● What is needed
Using the profile of the Zoetis CEO below, explain in one to three sentences how Zoetis came to exist as a separate business.

● Passage for review

•••••

Zoetis CEO Juan Ramón Alaix speaks about leading an animal health company to a $2.2 billion IPO and facing down an aggressive activist
Few CEOs experience the pressure of spinning off a business and taking it public. Rarer still is the chief executive who has successfully handled one of the world’s most aggressive activist investors. Juan Ramón Alaix has done both – all within his first five years as CEO of Zoetis (zo-EH-tis), the world’s largest animal health company. Today, Zoetis operates across 100 countries and has a market cap of more than $35 billion. It boasts more than 300 product lines, ranging from vaccines to medicated feed additives, and generates nearly $5 billion in annual revenue.
Alaix became CEO in 2012, after Pfizer CEO Ian Read announced the pharmaceutical giant would seek strategic options for its animal health division, a process that ultimately led Pfizer to spin the division off as its own business: Zoetis. In 2013, Zoetis had one of the year’s largest initial public offerings, surpassing both Twitter’s and Hilton’s IPOs.

•••••

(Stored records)
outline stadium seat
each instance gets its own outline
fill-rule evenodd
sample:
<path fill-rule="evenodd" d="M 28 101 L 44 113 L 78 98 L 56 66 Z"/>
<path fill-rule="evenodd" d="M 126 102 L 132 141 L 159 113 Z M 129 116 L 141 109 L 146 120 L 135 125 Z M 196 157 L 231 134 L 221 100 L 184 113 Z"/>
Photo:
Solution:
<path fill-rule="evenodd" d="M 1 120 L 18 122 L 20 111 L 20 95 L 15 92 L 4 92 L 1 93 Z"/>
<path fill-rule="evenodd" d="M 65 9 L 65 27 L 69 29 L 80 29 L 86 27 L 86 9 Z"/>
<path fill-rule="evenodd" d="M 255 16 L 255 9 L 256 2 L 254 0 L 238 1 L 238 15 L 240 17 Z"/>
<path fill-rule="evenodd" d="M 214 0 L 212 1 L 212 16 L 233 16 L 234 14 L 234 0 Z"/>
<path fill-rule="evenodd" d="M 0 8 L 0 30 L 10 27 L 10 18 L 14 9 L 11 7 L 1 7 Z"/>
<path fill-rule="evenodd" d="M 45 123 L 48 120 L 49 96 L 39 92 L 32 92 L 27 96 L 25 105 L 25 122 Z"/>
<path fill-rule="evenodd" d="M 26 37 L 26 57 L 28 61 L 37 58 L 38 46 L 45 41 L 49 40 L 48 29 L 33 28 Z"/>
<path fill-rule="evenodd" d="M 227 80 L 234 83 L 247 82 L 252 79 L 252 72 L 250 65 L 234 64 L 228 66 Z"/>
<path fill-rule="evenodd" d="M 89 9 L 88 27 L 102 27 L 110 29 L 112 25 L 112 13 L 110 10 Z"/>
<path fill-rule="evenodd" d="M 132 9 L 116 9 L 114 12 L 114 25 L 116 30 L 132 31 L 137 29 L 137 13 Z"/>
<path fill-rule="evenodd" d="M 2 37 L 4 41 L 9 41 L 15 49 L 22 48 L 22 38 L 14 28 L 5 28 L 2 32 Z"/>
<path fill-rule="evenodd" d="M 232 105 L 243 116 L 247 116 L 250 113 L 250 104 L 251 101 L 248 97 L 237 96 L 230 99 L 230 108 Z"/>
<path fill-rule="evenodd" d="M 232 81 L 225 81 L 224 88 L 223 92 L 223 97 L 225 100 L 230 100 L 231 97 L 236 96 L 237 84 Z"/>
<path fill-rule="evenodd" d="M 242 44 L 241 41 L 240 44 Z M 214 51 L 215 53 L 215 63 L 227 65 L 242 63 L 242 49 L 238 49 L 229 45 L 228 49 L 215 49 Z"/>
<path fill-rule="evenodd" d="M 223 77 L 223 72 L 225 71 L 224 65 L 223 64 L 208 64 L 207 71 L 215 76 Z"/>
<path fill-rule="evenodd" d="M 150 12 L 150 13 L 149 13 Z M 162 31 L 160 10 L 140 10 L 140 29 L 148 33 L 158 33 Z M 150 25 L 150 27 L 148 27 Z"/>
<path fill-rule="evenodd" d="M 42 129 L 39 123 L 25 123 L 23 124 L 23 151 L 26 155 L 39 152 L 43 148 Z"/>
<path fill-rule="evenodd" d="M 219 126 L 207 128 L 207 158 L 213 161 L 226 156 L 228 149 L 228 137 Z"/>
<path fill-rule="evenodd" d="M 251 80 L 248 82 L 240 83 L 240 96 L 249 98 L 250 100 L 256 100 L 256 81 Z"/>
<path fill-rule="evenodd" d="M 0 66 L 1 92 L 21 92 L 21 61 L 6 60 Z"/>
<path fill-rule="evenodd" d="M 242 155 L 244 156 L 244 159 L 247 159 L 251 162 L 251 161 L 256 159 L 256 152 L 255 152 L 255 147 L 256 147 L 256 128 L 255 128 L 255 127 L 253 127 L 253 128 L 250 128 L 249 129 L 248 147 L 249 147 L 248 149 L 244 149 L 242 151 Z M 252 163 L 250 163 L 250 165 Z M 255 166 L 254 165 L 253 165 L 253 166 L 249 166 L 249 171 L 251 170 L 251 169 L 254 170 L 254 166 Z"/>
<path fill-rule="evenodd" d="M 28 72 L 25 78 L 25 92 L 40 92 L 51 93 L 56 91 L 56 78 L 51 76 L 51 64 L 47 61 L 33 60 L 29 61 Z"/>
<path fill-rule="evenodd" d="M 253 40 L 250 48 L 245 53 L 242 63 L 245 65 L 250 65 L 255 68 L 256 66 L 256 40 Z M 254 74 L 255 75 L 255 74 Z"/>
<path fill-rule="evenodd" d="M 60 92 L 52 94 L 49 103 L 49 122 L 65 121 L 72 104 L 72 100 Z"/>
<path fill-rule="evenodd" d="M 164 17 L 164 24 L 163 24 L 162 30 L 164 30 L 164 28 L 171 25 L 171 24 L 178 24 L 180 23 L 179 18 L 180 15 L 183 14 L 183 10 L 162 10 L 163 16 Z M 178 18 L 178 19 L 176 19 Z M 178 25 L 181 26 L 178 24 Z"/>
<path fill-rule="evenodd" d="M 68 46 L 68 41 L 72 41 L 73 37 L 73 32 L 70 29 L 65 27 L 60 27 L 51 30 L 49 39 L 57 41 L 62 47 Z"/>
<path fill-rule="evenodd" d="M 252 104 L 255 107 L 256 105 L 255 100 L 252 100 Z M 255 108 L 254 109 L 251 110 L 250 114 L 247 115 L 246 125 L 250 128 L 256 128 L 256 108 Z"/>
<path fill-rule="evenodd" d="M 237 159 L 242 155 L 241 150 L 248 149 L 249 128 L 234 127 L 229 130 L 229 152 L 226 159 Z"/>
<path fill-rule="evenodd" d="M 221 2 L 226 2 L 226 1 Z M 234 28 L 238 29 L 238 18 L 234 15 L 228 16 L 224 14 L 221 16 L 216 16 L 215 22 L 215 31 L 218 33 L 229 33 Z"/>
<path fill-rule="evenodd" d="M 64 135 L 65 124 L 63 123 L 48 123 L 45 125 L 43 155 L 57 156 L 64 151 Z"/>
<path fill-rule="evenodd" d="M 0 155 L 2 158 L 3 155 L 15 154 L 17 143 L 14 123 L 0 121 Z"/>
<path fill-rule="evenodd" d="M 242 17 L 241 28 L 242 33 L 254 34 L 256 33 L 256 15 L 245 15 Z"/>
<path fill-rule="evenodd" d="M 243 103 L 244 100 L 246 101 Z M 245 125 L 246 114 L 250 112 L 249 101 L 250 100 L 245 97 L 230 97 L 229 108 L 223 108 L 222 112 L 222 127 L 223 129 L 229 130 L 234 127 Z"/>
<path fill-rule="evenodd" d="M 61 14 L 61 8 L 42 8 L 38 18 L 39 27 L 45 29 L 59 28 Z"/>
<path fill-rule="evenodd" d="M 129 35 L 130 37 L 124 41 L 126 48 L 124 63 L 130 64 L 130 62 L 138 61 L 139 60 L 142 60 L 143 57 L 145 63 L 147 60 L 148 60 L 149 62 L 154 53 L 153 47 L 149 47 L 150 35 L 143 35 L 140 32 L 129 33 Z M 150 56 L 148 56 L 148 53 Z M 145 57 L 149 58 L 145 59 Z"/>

•••••

● Task solution
Pfizer CEO Ian Read announced that Pfizer would seek strategic options for its animal health division. That process ultimately led Pfizer to spin the division off as its own business, Zoetis, which went public in 2013.